MATERIAL SHOWN start

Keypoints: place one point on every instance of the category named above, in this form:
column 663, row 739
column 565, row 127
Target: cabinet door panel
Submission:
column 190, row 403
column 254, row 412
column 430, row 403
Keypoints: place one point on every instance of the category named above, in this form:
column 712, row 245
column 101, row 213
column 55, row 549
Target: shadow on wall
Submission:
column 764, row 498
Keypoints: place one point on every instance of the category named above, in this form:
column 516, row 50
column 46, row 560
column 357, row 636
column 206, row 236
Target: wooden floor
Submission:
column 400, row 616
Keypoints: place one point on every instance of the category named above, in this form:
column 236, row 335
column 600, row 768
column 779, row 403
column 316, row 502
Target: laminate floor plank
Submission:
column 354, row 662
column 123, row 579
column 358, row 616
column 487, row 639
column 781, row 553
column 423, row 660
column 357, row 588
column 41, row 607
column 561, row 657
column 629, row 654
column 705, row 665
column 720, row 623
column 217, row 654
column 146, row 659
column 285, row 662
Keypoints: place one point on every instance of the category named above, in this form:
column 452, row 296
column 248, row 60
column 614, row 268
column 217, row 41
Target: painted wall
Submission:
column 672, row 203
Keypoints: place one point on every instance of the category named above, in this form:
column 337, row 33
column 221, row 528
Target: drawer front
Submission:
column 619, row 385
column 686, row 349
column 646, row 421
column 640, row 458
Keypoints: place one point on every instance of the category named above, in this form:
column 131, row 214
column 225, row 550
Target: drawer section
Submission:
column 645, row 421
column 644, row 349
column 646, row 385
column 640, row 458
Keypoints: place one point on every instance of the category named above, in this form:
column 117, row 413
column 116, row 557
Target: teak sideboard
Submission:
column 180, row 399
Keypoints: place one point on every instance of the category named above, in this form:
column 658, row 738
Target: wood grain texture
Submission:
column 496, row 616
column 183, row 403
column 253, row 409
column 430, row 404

MATERIAL SHOWN end

- OBJECTIVE
Print all of the entries above again, reproducing every line without a single change.

- RESULT
Keypoints: place one point on every instance of the category named above, in this form:
column 663, row 739
column 565, row 127
Target: cabinet door panel
Submission:
column 190, row 403
column 254, row 412
column 430, row 403
Keypoints: place one point on every instance of the category named above, in this form:
column 712, row 245
column 101, row 213
column 55, row 549
Target: shadow on wall
Submission:
column 764, row 498
Keypoints: place one point on every instance of the category named above, in this form:
column 516, row 50
column 46, row 560
column 357, row 636
column 206, row 236
Target: wooden floor
Submission:
column 400, row 616
Keypoints: place one point on every instance of the category named above, in this form:
column 236, row 335
column 600, row 768
column 779, row 403
column 316, row 502
Target: laminate floor plank
Submission:
column 354, row 662
column 123, row 579
column 358, row 616
column 487, row 639
column 781, row 553
column 423, row 660
column 357, row 588
column 41, row 607
column 561, row 657
column 629, row 654
column 705, row 665
column 720, row 623
column 217, row 654
column 146, row 659
column 285, row 662
Keypoints: place one point on every instance of the category named above, in this form:
column 452, row 296
column 248, row 60
column 614, row 268
column 217, row 41
Target: painted wall
Submission:
column 672, row 203
Keypoints: place one point on every instance of the category named above, in this form:
column 337, row 33
column 221, row 528
Target: drawer front
Submission:
column 619, row 385
column 686, row 349
column 646, row 421
column 640, row 458
Keypoints: place one point on every instance of the category named above, in this form:
column 131, row 214
column 225, row 550
Target: drawer section
Submission:
column 645, row 421
column 644, row 349
column 646, row 385
column 640, row 458
Keypoints: place one point on every instance of the category named above, in this form:
column 117, row 413
column 116, row 557
Target: teak sideboard
Submission:
column 180, row 399
Keypoints: place one point on every instance of the category named above, in this form:
column 658, row 738
Target: wood grain texture
Submission:
column 496, row 616
column 183, row 403
column 253, row 409
column 430, row 404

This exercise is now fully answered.